Rewrite everything from the line containing "Where can you spot the ribbed" down to the line containing "(472, 1040)", changing "marker" to "pin" and leaving the rest as it is. Leave the pictures out.

**Information shown:**
** Start **

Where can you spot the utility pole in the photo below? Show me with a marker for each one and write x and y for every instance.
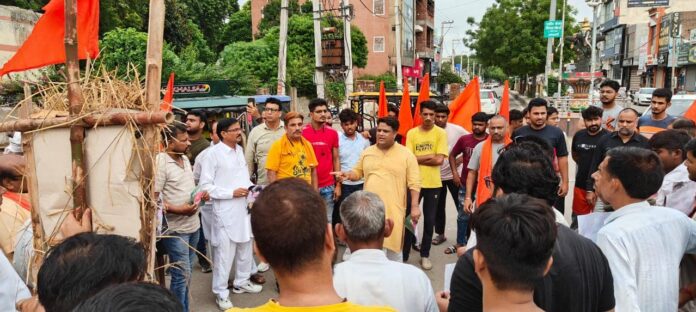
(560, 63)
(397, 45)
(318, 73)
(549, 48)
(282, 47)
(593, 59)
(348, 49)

** End **
** Start **

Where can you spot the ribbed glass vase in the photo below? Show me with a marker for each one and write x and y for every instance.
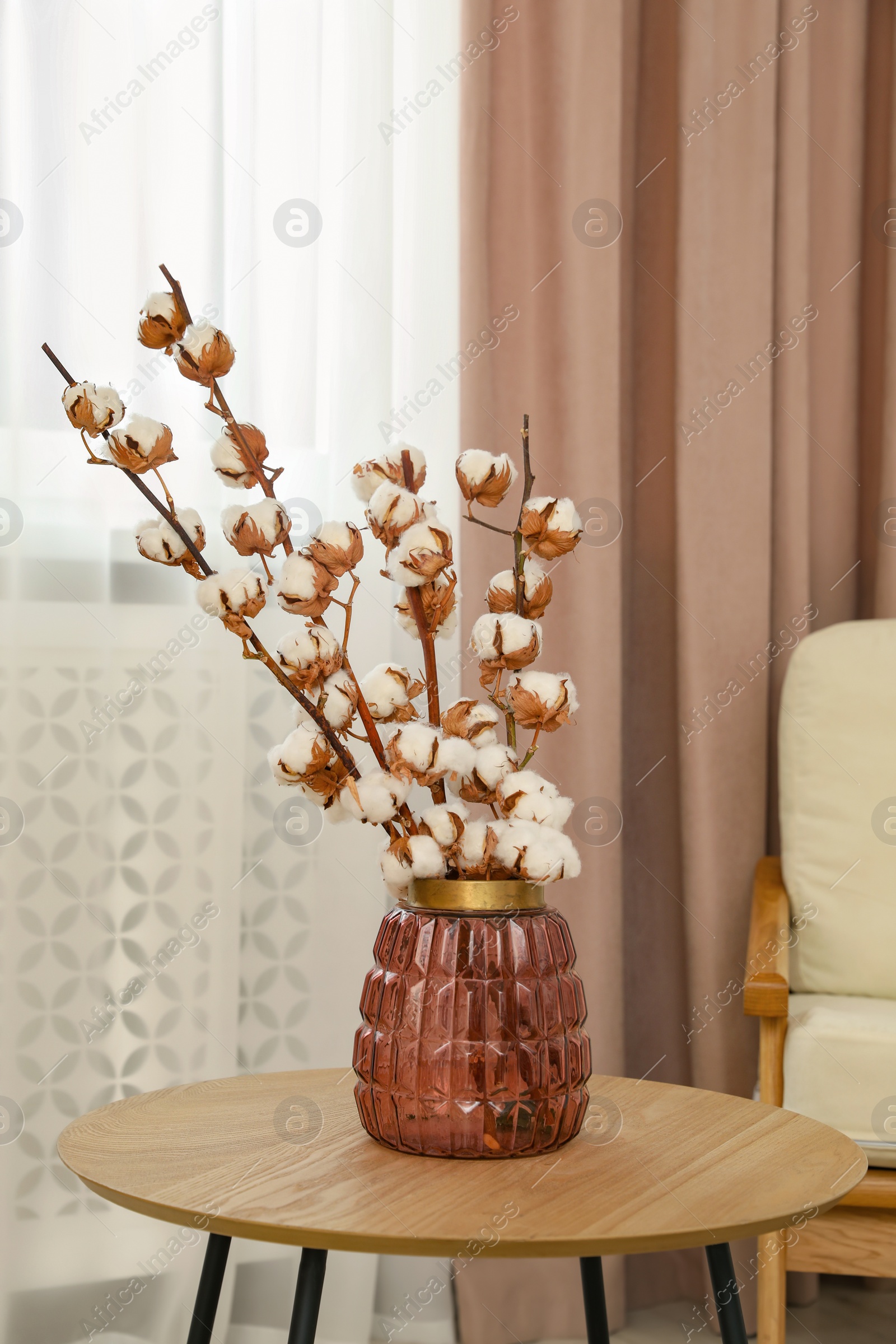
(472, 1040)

** End **

**Complete answer:**
Where can you spot the ribbed glass vase in the photo below? Show me with a pin for each one and write x and y for every instance.
(472, 1040)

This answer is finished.